● **EXERCISE**
Copy out all of the material, matching it word for word.

>>>>

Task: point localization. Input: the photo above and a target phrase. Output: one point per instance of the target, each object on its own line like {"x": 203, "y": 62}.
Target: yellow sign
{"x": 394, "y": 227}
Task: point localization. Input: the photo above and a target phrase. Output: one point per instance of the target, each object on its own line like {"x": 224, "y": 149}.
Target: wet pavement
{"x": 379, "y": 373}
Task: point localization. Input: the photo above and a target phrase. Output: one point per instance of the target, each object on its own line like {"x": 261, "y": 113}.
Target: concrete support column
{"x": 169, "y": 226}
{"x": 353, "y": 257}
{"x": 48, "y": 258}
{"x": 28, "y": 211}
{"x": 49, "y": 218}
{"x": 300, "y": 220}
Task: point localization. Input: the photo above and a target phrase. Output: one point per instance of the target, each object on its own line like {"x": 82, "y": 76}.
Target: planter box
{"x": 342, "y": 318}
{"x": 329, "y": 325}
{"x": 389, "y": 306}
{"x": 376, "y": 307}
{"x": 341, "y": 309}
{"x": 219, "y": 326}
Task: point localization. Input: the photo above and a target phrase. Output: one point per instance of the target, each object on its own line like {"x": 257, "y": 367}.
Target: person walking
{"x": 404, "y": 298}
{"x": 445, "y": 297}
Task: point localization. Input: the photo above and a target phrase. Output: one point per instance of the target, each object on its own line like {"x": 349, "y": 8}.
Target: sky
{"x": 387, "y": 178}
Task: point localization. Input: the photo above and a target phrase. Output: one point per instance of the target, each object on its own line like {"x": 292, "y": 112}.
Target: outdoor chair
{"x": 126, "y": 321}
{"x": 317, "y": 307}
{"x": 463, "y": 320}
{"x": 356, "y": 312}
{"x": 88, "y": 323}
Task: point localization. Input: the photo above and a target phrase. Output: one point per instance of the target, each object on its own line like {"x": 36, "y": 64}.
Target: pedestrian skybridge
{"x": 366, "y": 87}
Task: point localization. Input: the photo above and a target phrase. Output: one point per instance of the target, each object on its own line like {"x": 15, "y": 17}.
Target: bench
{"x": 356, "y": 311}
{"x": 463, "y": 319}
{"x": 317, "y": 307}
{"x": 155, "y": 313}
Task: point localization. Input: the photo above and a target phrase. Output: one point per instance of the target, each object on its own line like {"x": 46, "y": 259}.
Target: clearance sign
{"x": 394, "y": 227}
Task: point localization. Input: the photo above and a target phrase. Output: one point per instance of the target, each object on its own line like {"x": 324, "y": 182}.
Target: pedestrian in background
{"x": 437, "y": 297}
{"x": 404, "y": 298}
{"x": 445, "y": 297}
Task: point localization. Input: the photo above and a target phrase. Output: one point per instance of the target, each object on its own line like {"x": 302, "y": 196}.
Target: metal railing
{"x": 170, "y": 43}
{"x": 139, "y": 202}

<<<<

● **ANSWER BELOW**
Task: point localization. Input: the photo above and a target phrase. Output: one point per instance of the target, each object on its own line like {"x": 203, "y": 62}.
Target: yellow sign
{"x": 394, "y": 227}
Task: point localization. Input: the photo above and a target phrase. Output: one point per instance of the target, each object on its own line like {"x": 224, "y": 149}.
Target: wet pavement
{"x": 379, "y": 373}
Task: point localization. Input: the photo above and a target phrase. Output: one point per instance of the target, each object on its own line like {"x": 261, "y": 113}.
Target: concrete support column
{"x": 169, "y": 226}
{"x": 353, "y": 257}
{"x": 48, "y": 258}
{"x": 28, "y": 211}
{"x": 49, "y": 218}
{"x": 300, "y": 220}
Task: point localization. Input: the photo above and a target phrase. Output: one point per instance of the target, each object on its own line like {"x": 82, "y": 76}.
Target: planter box
{"x": 342, "y": 318}
{"x": 329, "y": 325}
{"x": 389, "y": 306}
{"x": 376, "y": 307}
{"x": 341, "y": 309}
{"x": 219, "y": 326}
Task: point localization. Input: the photo above and a target phrase. Output: one point per instance of the target, each object on its own line like {"x": 257, "y": 367}.
Target: person walking
{"x": 404, "y": 298}
{"x": 445, "y": 297}
Task: point localization. Input: the photo above and a target phrase. Output: one point per instance of the target, each object on its own line like {"x": 349, "y": 8}.
Target: sky
{"x": 387, "y": 178}
Task: point localization. Input: the photo above and a target phrase. Output: one point per instance of the target, each object on its own line like {"x": 292, "y": 112}.
Target: outdoor chair
{"x": 126, "y": 321}
{"x": 317, "y": 307}
{"x": 463, "y": 320}
{"x": 356, "y": 312}
{"x": 88, "y": 323}
Task: point localization. Input: the photo above and a target phrase. Output: one point per instance of the target, each object on its own line like {"x": 36, "y": 64}.
Target: pedestrian skybridge
{"x": 366, "y": 87}
Task: point localization. Input: the photo above and a target phrase. Output: one point per instance of the target, each object on its own line like {"x": 15, "y": 17}.
Target: bench
{"x": 356, "y": 311}
{"x": 463, "y": 319}
{"x": 317, "y": 307}
{"x": 155, "y": 313}
Task: point localization. Input: the photo above and a target phrase. Output: one point per instance of the target, each object on its own line like {"x": 46, "y": 259}.
Target: clearance sign
{"x": 394, "y": 227}
Task: point localization. Input: the photo above and a target phrase. Output: one point per instance of the target, each object on its own line like {"x": 324, "y": 182}.
Target: pedestrian in background
{"x": 437, "y": 297}
{"x": 404, "y": 298}
{"x": 445, "y": 297}
Task: point localization. Input: the photo above and a target phrase. Output: one point per instance of the target, each object on its own line like {"x": 302, "y": 196}.
Target: metal railing
{"x": 170, "y": 43}
{"x": 139, "y": 202}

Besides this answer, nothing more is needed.